**WHAT TO WORK ON**:
Copy out the lines below word for word, leaving out the pictures.

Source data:

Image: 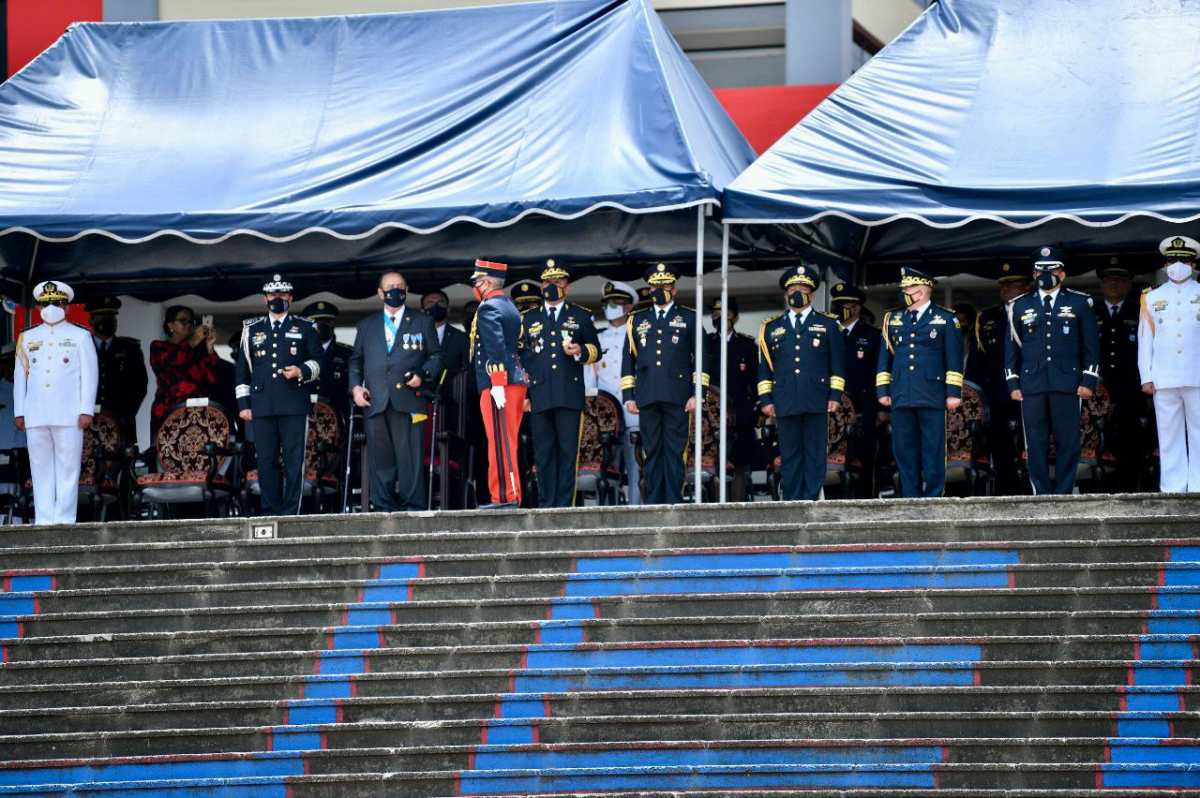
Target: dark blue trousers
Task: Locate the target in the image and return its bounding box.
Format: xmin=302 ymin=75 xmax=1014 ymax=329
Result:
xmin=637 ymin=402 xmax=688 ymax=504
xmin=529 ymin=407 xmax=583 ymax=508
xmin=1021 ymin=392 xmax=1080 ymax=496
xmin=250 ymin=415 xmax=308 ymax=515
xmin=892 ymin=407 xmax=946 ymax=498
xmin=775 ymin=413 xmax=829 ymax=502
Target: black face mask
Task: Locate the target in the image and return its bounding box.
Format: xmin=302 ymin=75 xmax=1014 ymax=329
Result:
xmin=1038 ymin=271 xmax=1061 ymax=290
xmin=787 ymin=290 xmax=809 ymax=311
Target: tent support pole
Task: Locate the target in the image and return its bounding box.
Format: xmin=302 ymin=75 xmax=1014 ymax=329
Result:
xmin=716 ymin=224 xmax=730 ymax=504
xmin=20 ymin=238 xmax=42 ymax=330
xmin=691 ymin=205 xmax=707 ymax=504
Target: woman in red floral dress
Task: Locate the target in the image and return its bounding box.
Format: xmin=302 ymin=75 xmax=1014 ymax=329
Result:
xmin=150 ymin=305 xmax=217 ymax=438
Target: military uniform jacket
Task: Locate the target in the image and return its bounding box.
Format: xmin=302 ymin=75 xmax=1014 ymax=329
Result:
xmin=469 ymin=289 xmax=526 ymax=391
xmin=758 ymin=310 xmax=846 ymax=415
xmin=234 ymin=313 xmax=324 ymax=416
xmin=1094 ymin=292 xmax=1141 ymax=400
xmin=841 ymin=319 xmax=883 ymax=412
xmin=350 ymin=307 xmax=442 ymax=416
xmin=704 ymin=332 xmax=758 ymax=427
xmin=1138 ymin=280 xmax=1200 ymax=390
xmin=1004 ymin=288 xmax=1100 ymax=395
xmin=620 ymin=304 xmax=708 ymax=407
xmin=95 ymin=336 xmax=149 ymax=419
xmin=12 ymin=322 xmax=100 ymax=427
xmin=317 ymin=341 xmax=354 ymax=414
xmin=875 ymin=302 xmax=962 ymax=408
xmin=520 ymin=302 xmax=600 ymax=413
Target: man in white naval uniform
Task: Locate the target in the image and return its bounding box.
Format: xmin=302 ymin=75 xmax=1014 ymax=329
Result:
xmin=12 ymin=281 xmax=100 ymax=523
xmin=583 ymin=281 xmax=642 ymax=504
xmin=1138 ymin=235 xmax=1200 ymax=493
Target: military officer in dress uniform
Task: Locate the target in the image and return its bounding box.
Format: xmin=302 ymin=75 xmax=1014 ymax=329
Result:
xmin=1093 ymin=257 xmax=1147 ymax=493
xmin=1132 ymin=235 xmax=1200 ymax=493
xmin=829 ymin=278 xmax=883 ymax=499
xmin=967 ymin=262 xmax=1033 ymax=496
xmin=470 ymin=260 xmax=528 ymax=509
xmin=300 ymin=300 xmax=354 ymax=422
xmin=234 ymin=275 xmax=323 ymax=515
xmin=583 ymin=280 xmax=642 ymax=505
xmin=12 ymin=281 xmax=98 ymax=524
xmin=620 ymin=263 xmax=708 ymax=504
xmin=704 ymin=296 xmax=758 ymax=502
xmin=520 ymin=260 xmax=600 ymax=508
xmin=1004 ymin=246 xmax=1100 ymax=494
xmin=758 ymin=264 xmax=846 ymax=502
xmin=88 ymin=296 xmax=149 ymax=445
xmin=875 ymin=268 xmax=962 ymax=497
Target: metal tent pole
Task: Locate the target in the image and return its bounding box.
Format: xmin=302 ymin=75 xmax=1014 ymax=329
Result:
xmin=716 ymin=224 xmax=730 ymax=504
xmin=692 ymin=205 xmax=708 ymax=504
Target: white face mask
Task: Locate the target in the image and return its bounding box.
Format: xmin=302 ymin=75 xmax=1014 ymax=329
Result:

**FINISHED EXERCISE**:
Image: 
Target: dark blue trousers
Task: Locate the target in the image and return its bounding box.
Format: xmin=302 ymin=75 xmax=1014 ymax=329
Result:
xmin=637 ymin=402 xmax=688 ymax=504
xmin=529 ymin=407 xmax=583 ymax=508
xmin=1021 ymin=392 xmax=1080 ymax=496
xmin=250 ymin=415 xmax=308 ymax=515
xmin=892 ymin=407 xmax=946 ymax=498
xmin=775 ymin=413 xmax=829 ymax=502
Target: black face mask
Task: Locate the target in the image and return its bounding box.
Format: xmin=302 ymin=75 xmax=1014 ymax=329
Result:
xmin=1038 ymin=271 xmax=1061 ymax=290
xmin=787 ymin=290 xmax=809 ymax=311
Target: tent support pole
Task: Locate the target in the image and return its bounding box.
Format: xmin=302 ymin=75 xmax=1014 ymax=329
Result:
xmin=716 ymin=224 xmax=730 ymax=504
xmin=20 ymin=238 xmax=42 ymax=330
xmin=691 ymin=205 xmax=707 ymax=504
Target: woman in red floral dress
Task: Locate the target in the image and return its bounding box.
Format: xmin=302 ymin=75 xmax=1014 ymax=329
Result:
xmin=150 ymin=305 xmax=217 ymax=438
Target: military uniform jacket
Task: Locate the target in the image and return its bounding box.
Format: xmin=302 ymin=75 xmax=1014 ymax=329
Result:
xmin=469 ymin=289 xmax=526 ymax=391
xmin=758 ymin=310 xmax=846 ymax=415
xmin=234 ymin=313 xmax=324 ymax=416
xmin=1094 ymin=292 xmax=1141 ymax=400
xmin=841 ymin=319 xmax=883 ymax=412
xmin=350 ymin=307 xmax=442 ymax=416
xmin=704 ymin=332 xmax=758 ymax=427
xmin=1138 ymin=280 xmax=1200 ymax=390
xmin=1004 ymin=288 xmax=1100 ymax=395
xmin=620 ymin=304 xmax=708 ymax=407
xmin=95 ymin=336 xmax=149 ymax=419
xmin=12 ymin=322 xmax=100 ymax=427
xmin=317 ymin=341 xmax=354 ymax=414
xmin=875 ymin=302 xmax=962 ymax=408
xmin=520 ymin=302 xmax=600 ymax=413
Target: man in white naval uniform
Task: Locate the target in the image and return its bounding box.
Format: xmin=302 ymin=75 xmax=1014 ymax=329
Result:
xmin=12 ymin=281 xmax=100 ymax=523
xmin=583 ymin=281 xmax=642 ymax=504
xmin=1138 ymin=235 xmax=1200 ymax=493
Target: military officer in dress uniform
Task: Locate the target in the image and return its bounding box.
Format: xmin=302 ymin=75 xmax=1014 ymax=329
Result:
xmin=1093 ymin=257 xmax=1147 ymax=493
xmin=1132 ymin=235 xmax=1200 ymax=493
xmin=829 ymin=278 xmax=883 ymax=499
xmin=967 ymin=262 xmax=1033 ymax=496
xmin=470 ymin=260 xmax=528 ymax=509
xmin=300 ymin=300 xmax=354 ymax=422
xmin=234 ymin=275 xmax=323 ymax=515
xmin=583 ymin=280 xmax=642 ymax=505
xmin=12 ymin=281 xmax=98 ymax=524
xmin=620 ymin=263 xmax=708 ymax=504
xmin=704 ymin=296 xmax=758 ymax=502
xmin=520 ymin=260 xmax=600 ymax=508
xmin=1004 ymin=246 xmax=1100 ymax=494
xmin=758 ymin=264 xmax=846 ymax=502
xmin=88 ymin=296 xmax=149 ymax=445
xmin=875 ymin=268 xmax=962 ymax=497
Target: metal tent pole
Task: Locate the target in the image and return its bounding box.
Format: xmin=302 ymin=75 xmax=1014 ymax=329
Result:
xmin=716 ymin=224 xmax=730 ymax=504
xmin=692 ymin=205 xmax=708 ymax=504
Target: white face mask
Task: Locate the target in the image and return its bounding box.
Format: xmin=302 ymin=75 xmax=1014 ymax=329
Result:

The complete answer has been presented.